(Rows from an object pointing dataset)

— begin —

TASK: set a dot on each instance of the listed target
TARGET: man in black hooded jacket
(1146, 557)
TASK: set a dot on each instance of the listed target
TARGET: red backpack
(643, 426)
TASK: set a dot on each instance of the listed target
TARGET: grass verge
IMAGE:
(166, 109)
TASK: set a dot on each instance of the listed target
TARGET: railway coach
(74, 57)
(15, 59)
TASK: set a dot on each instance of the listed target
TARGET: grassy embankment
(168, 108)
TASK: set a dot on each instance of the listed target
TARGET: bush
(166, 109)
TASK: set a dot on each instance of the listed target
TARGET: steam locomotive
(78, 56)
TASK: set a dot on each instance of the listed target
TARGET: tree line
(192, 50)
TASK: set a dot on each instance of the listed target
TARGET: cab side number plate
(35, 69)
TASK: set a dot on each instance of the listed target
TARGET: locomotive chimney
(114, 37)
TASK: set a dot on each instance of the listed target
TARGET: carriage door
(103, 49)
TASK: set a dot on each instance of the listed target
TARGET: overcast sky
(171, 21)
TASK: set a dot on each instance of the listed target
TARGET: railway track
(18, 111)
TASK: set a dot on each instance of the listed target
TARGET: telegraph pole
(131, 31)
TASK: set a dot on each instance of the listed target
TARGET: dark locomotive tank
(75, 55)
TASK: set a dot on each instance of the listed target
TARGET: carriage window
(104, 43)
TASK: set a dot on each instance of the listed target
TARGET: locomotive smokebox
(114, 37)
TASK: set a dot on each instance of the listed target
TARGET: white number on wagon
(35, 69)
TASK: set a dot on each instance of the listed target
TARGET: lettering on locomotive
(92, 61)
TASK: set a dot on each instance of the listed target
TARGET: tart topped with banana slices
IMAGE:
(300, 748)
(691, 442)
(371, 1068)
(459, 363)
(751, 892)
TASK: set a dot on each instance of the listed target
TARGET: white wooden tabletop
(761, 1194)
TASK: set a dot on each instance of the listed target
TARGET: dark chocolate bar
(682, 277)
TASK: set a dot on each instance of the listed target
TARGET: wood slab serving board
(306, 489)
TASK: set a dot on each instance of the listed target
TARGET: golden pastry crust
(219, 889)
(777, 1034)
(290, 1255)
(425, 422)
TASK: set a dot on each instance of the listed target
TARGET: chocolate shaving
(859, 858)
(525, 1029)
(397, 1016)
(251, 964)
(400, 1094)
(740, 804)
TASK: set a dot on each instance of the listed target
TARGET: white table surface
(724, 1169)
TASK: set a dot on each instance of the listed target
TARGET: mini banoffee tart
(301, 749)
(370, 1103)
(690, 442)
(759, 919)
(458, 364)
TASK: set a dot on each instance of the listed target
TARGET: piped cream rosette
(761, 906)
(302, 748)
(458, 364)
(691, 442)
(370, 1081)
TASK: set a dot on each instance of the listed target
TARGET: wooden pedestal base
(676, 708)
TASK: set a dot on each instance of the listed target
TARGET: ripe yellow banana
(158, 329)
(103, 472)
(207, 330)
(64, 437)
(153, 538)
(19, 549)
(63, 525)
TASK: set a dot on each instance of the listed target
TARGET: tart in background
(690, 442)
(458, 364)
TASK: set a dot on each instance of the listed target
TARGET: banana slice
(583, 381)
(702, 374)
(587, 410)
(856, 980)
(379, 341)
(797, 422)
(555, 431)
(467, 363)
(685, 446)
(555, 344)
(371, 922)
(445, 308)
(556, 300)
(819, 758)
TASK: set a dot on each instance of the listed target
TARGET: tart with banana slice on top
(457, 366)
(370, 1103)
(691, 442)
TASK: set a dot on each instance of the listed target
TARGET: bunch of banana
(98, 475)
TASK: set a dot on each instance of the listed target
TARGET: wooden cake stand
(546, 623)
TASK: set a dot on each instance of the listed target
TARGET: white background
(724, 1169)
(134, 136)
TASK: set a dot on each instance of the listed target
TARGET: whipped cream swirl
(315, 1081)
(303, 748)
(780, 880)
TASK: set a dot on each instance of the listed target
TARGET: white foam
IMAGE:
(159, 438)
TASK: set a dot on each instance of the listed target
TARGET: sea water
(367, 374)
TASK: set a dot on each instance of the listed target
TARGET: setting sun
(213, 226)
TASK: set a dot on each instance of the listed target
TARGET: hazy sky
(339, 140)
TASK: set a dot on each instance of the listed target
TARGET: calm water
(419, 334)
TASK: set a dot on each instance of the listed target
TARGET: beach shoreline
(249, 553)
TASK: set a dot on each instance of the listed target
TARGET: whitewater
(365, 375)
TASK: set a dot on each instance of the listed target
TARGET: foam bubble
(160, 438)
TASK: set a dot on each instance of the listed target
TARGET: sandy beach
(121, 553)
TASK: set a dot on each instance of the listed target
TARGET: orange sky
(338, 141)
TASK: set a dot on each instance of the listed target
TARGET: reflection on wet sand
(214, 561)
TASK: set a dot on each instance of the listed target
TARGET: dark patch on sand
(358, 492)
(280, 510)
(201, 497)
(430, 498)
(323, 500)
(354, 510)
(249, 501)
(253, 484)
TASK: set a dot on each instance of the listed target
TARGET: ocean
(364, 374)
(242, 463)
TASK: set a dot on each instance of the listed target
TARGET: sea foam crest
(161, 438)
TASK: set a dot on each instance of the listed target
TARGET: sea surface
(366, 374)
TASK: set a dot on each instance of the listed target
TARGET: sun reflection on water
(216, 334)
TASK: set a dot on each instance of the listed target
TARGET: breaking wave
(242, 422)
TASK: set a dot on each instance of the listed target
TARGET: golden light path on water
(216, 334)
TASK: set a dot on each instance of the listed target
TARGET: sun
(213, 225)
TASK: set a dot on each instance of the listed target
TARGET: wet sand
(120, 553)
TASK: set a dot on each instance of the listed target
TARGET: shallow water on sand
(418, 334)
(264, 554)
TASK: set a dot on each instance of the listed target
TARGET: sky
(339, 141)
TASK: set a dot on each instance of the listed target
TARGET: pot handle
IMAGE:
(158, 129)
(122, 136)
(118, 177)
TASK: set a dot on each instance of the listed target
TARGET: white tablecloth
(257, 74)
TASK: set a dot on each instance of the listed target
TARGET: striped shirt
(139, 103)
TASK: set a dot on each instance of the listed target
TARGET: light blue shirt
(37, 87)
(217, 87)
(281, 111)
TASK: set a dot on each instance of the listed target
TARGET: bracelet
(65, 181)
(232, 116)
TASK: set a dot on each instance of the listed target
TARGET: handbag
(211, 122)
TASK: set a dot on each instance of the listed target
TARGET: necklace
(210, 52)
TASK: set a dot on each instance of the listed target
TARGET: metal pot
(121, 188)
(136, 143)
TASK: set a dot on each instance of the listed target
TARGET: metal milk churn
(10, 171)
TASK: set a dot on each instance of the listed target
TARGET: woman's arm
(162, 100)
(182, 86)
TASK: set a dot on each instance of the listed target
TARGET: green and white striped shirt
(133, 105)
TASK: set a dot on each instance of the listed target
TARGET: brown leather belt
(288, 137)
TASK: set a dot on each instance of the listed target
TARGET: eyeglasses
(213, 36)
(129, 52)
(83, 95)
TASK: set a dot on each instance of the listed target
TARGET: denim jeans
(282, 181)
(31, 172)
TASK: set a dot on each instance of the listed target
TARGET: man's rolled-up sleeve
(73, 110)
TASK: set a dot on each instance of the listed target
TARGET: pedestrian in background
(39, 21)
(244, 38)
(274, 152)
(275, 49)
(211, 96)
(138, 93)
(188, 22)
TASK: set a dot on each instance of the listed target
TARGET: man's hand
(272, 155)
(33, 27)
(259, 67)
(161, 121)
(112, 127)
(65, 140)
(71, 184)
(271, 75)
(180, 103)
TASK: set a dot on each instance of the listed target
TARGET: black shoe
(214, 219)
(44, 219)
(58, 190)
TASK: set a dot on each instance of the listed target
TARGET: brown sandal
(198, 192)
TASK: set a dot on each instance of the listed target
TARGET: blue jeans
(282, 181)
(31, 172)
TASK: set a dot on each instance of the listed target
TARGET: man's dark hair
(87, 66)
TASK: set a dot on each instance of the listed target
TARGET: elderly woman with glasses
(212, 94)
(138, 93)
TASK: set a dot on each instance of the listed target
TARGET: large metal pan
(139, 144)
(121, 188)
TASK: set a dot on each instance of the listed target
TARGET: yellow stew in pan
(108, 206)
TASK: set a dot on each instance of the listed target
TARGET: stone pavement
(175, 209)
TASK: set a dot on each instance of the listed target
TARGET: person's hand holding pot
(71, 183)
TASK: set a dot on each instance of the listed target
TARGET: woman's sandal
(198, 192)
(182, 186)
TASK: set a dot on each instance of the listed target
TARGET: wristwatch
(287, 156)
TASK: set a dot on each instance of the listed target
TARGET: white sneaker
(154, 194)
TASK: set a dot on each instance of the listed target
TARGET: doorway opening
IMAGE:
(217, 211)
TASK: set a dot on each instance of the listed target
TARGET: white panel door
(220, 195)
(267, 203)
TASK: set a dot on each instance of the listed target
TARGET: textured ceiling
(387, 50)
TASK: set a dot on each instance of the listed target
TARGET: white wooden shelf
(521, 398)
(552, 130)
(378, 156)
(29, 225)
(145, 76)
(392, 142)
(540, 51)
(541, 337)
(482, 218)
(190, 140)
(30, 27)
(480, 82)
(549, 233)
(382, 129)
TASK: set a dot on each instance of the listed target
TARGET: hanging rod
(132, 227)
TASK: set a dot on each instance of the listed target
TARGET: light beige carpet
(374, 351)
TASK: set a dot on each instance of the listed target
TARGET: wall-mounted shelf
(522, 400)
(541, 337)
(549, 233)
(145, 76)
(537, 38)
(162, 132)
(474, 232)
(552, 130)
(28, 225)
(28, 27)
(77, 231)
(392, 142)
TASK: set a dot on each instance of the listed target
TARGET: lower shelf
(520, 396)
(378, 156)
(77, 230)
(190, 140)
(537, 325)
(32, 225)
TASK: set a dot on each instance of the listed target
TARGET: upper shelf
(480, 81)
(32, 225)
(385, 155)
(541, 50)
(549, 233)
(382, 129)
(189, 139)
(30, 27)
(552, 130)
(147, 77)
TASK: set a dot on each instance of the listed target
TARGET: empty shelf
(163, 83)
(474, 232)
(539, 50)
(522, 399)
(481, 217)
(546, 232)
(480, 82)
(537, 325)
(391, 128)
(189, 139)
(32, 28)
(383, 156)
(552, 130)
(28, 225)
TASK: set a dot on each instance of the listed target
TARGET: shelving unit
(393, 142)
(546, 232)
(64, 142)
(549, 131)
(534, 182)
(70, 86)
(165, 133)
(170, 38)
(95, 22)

— end —

What is expected: Show every line of the listing above that contains the word "with". Treat uppercase and lowercase as different.

Answer to the problem:
TARGET: tart topped with banana slices
TARGET: tart with banana slice on top
TARGET: elderly woman with glasses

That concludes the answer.